* begin Text provided *

# Quarantine: Facility of the dead (zenk haunt 2010)



## thealmightyzenk (Jul 7, 2010)

Well i've been working on my haunt for nearly a month now and have some pics.The first party is in less than a week and I've still got plenty to do. Tips and ideas for improvement would be appreciated!

UPDATE! ok I changed all of the pictures out to these new ones I took with the lights on. I'm not completely done in all of the pictures. I still have a couple places to touch up and cob web, but I think it's lookin pretty good...

UPDATE! Added final walkthrough video below...


----------



## thealmightyzenk (Jul 7, 2010)




----------



## RoxyBlue (Oct 6, 2008)

Ow, my neck hurts now

Do take some with flash and post them when you have a moment. It will change the feel of the scene, of course, but for purposes of showing detail, it's helpful.


----------



## thealmightyzenk (Jul 7, 2010)

Haha ya I'll take some lights on pics today. Maybe I can even flip the pictures the right way too. Lol


----------



## The Rotten Pumpkin (Mar 28, 2010)

That looks great! Nice job detailing!


----------



## IMU (Apr 8, 2009)

Nice work!


----------



## Joiseygal (Sep 3, 2008)

Nice job so far. You have an eye for detail.


----------



## fick209 (Aug 31, 2009)

Very nice job!


----------



## thealmightyzenk (Jul 7, 2010)

*Zenk haunt video*

Well, unlike most of you, i'm done already :,( We just do the haunt for 2 huge Halloween Parties we throw every year...I'm thinkin next year I'm gonna try to get a sponsor and haunt for a charity--I could use more space haha. We still managed to get well over probably 200 people through in 2 nights and collected a lot of food and money for the food bank...we just don't get enough ToT's out here to justify opening it on Halloween Night--2-3 tops.

Well anyways here's a video of me walking through the haunt this year. Turned out great! Please post any comments, questions, tips, and ideas below!! Thanks!

* end Text provided *
* begin Given records *

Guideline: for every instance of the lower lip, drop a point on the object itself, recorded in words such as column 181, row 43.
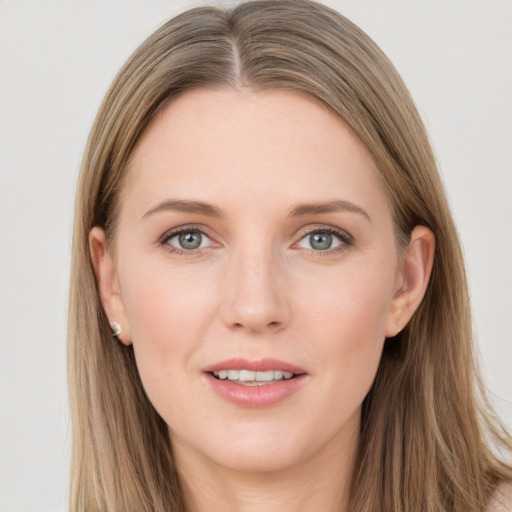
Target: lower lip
column 256, row 397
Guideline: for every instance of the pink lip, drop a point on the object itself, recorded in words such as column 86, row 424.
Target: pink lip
column 261, row 365
column 255, row 397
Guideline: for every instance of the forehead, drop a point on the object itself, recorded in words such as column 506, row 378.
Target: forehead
column 208, row 143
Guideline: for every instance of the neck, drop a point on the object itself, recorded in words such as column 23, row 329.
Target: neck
column 320, row 482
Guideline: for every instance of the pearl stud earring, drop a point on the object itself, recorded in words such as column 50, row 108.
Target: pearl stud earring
column 116, row 329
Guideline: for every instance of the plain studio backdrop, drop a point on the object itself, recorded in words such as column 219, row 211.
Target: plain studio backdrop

* end Given records *

[Task list]:
1 – In the haunt thread, repeat the passage from "# Quarantine: Facility" up to and including "walkthrough video below...".
2 – Pick up the haunt thread at its last post and continue it.

[Results for the exercise]:
1 –
# Quarantine: Facility of the dead (zenk haunt 2010)



## thealmightyzenk (Jul 7, 2010)

Well i've been working on my haunt for nearly a month now and have some pics.The first party is in less than a week and I've still got plenty to do. Tips and ideas for improvement would be appreciated!

UPDATE! ok I changed all of the pictures out to these new ones I took with the lights on. I'm not completely done in all of the pictures. I still have a couple places to touch up and cob web, but I think it's lookin pretty good...

UPDATE! Added final walkthrough video below...

2 –
----------



## Warrant2000 (Oct 8, 2008)

Great setup. The audio story really sets it up.


----------



## cjbmaaaaaa (Sep 12, 2010)

I love the emergency broadcast on the TV and the story line! Must say some things were really disgusting. Great job!


----------



## thealmightyzenk (Jul 7, 2010)

haha thanks! Glad you liked it. We got a ton of screams...and my actors were pretty insane! It was a lot of fun!


----------



## thealmightyzenk (Jul 7, 2010)

*Haunted House 2010 Walkthrough Videos*

Here are some videos for my 2010 haunted house...please comment!!

NIGHTIME WALKTHROUGH...






LIGHTS ON WALKTHROUGH...


----------



## thealmightyzenk (Jul 7, 2010)

ADMINISTRATOR:

SORRY...I know i'm not supposed to repost, but I couldn't find my other thread...If you do, you can just delete it and ill keep this one up instead...

Thanks, and sorry again!


----------



## Joiseygal (Sep 3, 2008)

You have such detailed scenes for your haunted house that it looks awesome, but you can't really see it in the night video. I love the bathroom and the break room! You also have some cool looking zombies. You did a really good job and you are very talented for your age.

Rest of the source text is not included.